» DIRECTIONS: Copy out the lines from the one containing "of the sandy" through the one containing "689 314 L 695", substituting "muddy riverbank" for "sandy shoreline" and leaving everything else unchanged.

════════════════════

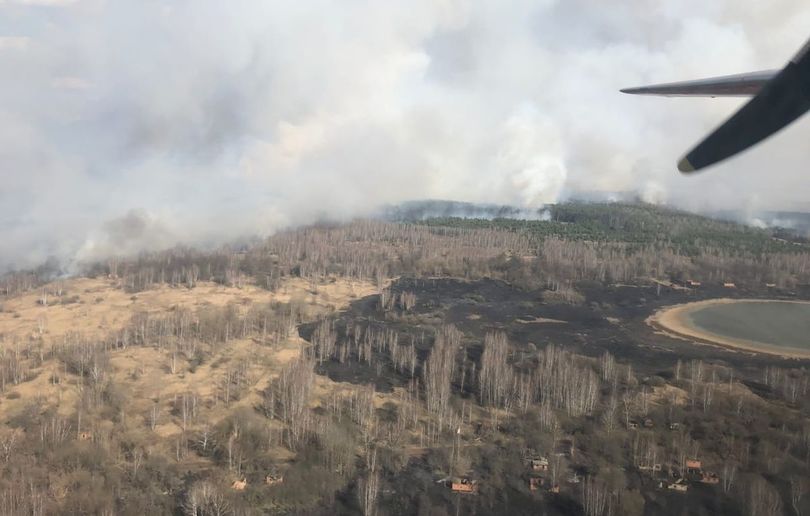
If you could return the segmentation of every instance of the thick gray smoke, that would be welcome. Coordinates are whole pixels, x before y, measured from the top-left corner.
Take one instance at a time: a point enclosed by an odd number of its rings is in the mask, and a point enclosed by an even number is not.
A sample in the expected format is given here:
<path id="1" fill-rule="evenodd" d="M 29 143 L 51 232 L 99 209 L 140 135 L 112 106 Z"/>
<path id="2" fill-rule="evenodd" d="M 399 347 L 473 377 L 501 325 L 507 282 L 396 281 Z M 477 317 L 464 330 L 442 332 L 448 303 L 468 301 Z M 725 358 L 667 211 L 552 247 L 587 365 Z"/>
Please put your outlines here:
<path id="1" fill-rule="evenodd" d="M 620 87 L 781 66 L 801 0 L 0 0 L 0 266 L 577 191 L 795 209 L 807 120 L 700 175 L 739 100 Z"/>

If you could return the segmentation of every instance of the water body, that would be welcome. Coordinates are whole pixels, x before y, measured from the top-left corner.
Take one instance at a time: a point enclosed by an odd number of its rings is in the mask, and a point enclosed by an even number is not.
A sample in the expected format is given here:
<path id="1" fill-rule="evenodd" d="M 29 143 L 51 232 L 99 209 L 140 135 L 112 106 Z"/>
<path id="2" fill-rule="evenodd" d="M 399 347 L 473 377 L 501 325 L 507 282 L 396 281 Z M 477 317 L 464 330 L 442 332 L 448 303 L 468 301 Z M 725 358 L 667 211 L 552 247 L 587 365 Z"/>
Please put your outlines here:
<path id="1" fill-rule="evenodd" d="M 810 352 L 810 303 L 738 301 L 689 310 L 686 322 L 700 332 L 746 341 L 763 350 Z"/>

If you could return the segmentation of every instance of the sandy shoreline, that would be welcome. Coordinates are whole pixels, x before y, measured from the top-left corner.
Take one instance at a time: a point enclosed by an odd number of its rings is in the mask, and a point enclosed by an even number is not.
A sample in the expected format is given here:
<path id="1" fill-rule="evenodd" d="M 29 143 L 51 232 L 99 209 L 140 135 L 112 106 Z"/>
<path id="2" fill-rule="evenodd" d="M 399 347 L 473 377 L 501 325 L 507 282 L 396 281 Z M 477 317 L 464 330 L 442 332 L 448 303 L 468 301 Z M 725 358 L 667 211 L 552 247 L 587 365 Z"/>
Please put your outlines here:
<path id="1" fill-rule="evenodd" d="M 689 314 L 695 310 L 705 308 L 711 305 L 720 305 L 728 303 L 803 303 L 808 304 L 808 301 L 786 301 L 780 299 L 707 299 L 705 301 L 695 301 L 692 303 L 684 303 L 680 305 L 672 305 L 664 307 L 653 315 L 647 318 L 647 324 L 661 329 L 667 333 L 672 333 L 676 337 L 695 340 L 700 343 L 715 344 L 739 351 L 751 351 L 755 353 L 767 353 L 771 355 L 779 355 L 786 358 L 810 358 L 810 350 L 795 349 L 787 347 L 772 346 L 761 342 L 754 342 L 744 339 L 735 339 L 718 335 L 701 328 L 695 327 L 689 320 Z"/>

════════════════════

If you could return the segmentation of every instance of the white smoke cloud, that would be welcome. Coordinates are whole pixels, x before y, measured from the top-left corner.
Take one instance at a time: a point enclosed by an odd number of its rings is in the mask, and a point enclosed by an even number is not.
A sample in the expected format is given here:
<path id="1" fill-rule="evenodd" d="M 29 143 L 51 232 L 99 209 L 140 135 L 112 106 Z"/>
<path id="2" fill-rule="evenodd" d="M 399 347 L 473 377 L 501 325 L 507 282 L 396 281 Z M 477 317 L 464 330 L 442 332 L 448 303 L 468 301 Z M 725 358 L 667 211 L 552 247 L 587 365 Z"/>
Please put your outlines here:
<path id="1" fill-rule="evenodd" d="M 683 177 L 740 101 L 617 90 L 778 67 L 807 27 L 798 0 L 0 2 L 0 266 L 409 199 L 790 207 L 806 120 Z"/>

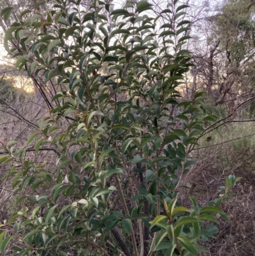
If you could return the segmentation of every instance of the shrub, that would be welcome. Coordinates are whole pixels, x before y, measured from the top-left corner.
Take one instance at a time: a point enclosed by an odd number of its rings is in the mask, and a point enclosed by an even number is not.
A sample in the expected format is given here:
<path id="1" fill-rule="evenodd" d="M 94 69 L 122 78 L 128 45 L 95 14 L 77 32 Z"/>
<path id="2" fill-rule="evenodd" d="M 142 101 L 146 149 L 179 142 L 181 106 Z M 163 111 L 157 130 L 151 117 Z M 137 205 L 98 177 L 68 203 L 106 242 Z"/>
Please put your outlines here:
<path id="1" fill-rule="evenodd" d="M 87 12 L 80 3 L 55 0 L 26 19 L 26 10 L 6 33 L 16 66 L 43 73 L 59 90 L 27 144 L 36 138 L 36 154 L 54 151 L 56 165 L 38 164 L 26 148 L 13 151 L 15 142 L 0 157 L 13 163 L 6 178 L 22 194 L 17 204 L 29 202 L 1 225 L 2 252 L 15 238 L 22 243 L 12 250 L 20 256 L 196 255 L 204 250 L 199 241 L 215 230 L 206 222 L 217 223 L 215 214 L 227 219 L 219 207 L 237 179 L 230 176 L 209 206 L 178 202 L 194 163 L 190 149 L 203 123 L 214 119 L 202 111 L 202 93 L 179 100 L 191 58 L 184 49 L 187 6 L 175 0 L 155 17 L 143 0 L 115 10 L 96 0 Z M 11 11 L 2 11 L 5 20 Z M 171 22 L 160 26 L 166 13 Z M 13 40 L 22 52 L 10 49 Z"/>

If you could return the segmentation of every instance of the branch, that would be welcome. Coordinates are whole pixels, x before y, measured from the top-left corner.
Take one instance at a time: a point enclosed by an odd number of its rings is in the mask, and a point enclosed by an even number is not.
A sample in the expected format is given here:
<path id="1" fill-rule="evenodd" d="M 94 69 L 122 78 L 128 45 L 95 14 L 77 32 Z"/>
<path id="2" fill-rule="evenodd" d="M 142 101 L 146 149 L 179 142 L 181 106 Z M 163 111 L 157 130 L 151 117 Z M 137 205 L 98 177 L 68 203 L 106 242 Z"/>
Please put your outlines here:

════════════════════

» ANSWER IN FULL:
If you could return the segmentation of every instance of the muddy riverbank, that would be welcome. Coordinates are whole pixels, x before y, measured from the top-left corner.
Take one instance at a time: a point enclosed by an odd number of its rings is in the mask, and a point enclosed by an even number is not.
A sample in the expected format is given here:
<path id="1" fill-rule="evenodd" d="M 29 143 L 51 232 L 99 209 L 140 135 L 112 106 Z"/>
<path id="2" fill-rule="evenodd" d="M 399 347 L 473 377 L 501 325 L 507 282 L 396 281 Z M 477 317 L 464 330 L 442 332 L 448 303 L 468 301 Z M 725 358 L 667 211 L 552 247 L 587 365 Z"/>
Please put your outlines here:
<path id="1" fill-rule="evenodd" d="M 689 314 L 695 310 L 705 308 L 711 305 L 720 305 L 728 303 L 803 303 L 808 304 L 808 301 L 786 301 L 780 299 L 707 299 L 705 301 L 695 301 L 692 303 L 684 303 L 680 305 L 672 305 L 664 307 L 653 315 L 647 318 L 647 324 L 661 329 L 667 333 L 672 333 L 676 337 L 695 340 L 700 343 L 715 344 L 739 351 L 751 351 L 755 353 L 767 353 L 771 355 L 779 355 L 786 358 L 810 358 L 810 350 L 795 349 L 787 347 L 772 346 L 761 342 L 754 342 L 744 339 L 735 339 L 718 335 L 701 328 L 695 327 L 689 320 Z"/>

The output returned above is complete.